_ПРИВЕДЁННЫЙ ФРАГМЕНТ_:

═══

После изучения основных работ, касающихся возникновения и развития «тайных обществ», мы выделяем три основных подхода: позитивистско-рациональный, мифогенетический, который можно определить и как структуралистский, а также мистико-оккультный. Естественно, что в рамках одной концепции могут взаимодействовать, накладываться друг на друга элементы различных подходов. Попытаемся охарактеризовать каждый из подходов с точки зрения его сущностных оснований.
Позитивистский подход возникает во второй половине XIX века. Представители данного направления, будучи во многом пионерами научного изучения «теории заговора», сумели сформулировать ряд ценных положений, относящихся в основном к вопросу об определении границ конспирологии. Например, Ч. У. Гекертон в работе с весьма многообещающим названием «Тайные общества всех веков и всех стран» отмечает одну из проблем изучения «теории заговора». Собственно исследование «конспирологического сознания» зачастую подменяется теоретическими изысканиями, целью которых является классификация самих «тайных обществ». Поэтому можно полностью согласиться со словами автора о том, что «возникновение и действие тайных обществ не странные и необъяснимые явления, не временная форма, не скоротечное и неожиданное действие, но вполне ясный и предвиденный результат известных причин»{40}.
Дальнейшие же рассуждения автора, к сожалению, по большей части определяются его стремлением к классификации «тайных обществ», которые он делит на религиозные, военные, судебные, учёные, гражданские, политические[2]. Затем, признавая определённую искусственность своей схемы (несомненно, что тот же орден тамплиеров — довольно сложное и неоднородное социорелигиозное объединение — не может быть объяснен как исключительно военное, религиозное или политическое общество), Гекертон оставляет лишь два критерия деления: религию и политику. Целью первых обществ является познание «истинных законов природы», в основе деятельности вторых определена необходимость — «воздвигнуть идеальный храм прогресса, оплодотворить в сердцах прозябающих или порабощенных народов зародыши будущей свободы»{41}. Аналогичной позиции в изучении генезиса «тайных обществ» придерживается современник Ч. У. Гекертона Г. Шустер: «Насколько возможно судить на основании дошедших до нас, частью весьма скудных, преданий и сведений об этих тайных обществах, они представляли собой или замкнутые кружки людей, возвышавшихся над общим уровнем своими дарованиями и высокими стремлениями, или служили во времена невзгод и гонений верным хранилищем высших духовных сокровищ религий и философии, а также политических идей»{42}. К подобным обществам, помимо, конечно же, иллюминатов, розенкрейцеров, масонов, Шустер относит и сицилийских мафиози.

═══

_ЧТО СДЕЛАТЬ_:
- a) Переведите на английский язык предложение из фрагмента о тайных обществах: «Позитивистский подход возникает во второй половине XIX века».
- b) Пожалуйста, перепишите строки листинга от его начала до строки с «[[80, 197, 97, 213], [94, 181, 109, 196]]», обе включительно, вместе с запросами, и сдвиньте каждую координату рамок в ответах на 86. Больше ничего не выводите.

(Записи с разметкой областей)
═══

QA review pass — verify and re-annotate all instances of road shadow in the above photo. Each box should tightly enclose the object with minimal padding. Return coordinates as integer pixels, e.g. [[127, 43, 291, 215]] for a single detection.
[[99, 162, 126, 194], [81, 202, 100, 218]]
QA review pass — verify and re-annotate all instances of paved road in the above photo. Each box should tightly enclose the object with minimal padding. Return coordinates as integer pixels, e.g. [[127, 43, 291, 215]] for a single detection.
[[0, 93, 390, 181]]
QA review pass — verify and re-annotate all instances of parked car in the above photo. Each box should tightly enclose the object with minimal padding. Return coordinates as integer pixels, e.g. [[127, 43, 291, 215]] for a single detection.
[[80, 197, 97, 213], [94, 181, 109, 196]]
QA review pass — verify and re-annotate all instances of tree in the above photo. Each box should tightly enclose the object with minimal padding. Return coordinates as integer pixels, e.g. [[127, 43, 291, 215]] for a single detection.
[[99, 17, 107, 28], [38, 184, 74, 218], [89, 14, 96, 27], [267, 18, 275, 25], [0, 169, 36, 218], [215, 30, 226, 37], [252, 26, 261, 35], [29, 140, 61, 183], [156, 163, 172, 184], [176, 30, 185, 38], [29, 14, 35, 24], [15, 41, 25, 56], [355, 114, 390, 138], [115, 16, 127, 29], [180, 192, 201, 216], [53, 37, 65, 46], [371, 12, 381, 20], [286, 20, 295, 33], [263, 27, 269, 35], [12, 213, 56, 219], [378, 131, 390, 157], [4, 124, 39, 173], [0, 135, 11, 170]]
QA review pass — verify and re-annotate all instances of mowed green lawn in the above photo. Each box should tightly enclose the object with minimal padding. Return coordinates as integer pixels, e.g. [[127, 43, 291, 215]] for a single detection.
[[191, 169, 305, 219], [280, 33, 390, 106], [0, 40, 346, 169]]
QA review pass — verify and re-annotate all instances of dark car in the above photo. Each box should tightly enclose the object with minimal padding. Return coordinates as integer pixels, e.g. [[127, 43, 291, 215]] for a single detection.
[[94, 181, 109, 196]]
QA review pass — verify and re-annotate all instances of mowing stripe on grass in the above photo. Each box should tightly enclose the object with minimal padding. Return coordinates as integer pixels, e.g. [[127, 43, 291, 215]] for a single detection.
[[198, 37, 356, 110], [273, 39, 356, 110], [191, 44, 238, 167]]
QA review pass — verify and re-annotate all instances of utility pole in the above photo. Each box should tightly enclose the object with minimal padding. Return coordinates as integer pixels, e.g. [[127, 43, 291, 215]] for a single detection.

═══

_ОТВЕТЫ ПО ЗАДАНИЯМ_:
- a) The positivist approach emerges in the second half of the nineteenth century.

- b)
QA review pass — verify and re-annotate all instances of road shadow in the above photo. Each box should tightly enclose the object with minimal padding. Return coordinates as integer pixels, e.g. [[127, 43, 291, 215]] for a single detection.
[[185, 248, 212, 280], [167, 288, 186, 304]]
QA review pass — verify and re-annotate all instances of paved road in the above photo. Each box should tightly enclose the object with minimal padding. Return coordinates as integer pixels, e.g. [[127, 43, 291, 215]] for a single detection.
[[86, 179, 476, 267]]
QA review pass — verify and re-annotate all instances of parked car in the above photo. Each box should tightly enclose the object with minimal padding. Return coordinates as integer pixels, e.g. [[127, 43, 291, 215]] for a single detection.
[[166, 283, 183, 299], [180, 267, 195, 282]]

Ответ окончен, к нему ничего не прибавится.